- **SET TASK**
Copy the records below word for word, from the line with "Q: Point out the green leaf" up to and including the line with "[204,23,249,85]".

***** EXERCISE MATERIALS

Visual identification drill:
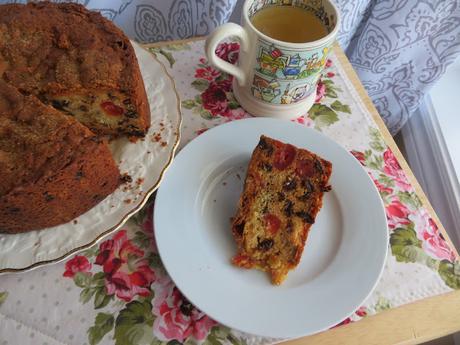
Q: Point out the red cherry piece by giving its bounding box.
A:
[232,254,253,268]
[295,160,315,178]
[264,213,281,235]
[101,101,125,116]
[273,144,296,170]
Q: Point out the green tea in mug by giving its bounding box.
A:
[251,6,328,43]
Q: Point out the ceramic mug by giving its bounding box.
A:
[205,0,339,119]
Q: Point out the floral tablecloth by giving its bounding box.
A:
[0,41,460,345]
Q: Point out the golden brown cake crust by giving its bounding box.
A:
[0,2,150,136]
[232,136,332,285]
[0,80,120,233]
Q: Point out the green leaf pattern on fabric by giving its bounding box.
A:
[114,300,154,345]
[0,291,8,306]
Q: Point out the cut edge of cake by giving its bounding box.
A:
[232,135,332,285]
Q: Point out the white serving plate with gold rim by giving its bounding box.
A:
[154,118,388,338]
[0,42,182,273]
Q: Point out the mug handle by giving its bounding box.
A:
[204,23,249,85]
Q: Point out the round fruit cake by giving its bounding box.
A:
[0,2,150,233]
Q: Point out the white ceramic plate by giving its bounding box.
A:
[154,118,388,338]
[0,43,181,273]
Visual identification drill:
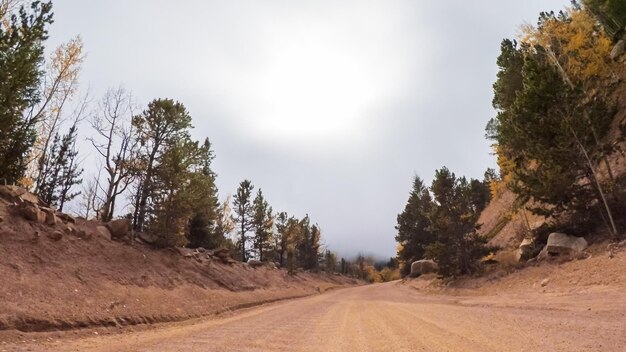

**********

- **EXERCISE ANSWER**
Q: Point out the green leaf pattern on fabric by giving its bounding box.
A:
[114,300,154,345]
[0,291,8,306]
Q: Point out the cut edge of cake by giving its bounding box.
A:
[232,135,332,285]
Q: Point out the white serving plate with gold rim by giving its bounding box.
A:
[154,118,388,338]
[0,42,182,273]
Q: Point out the mug handle by giving its bounding box.
A:
[204,23,249,85]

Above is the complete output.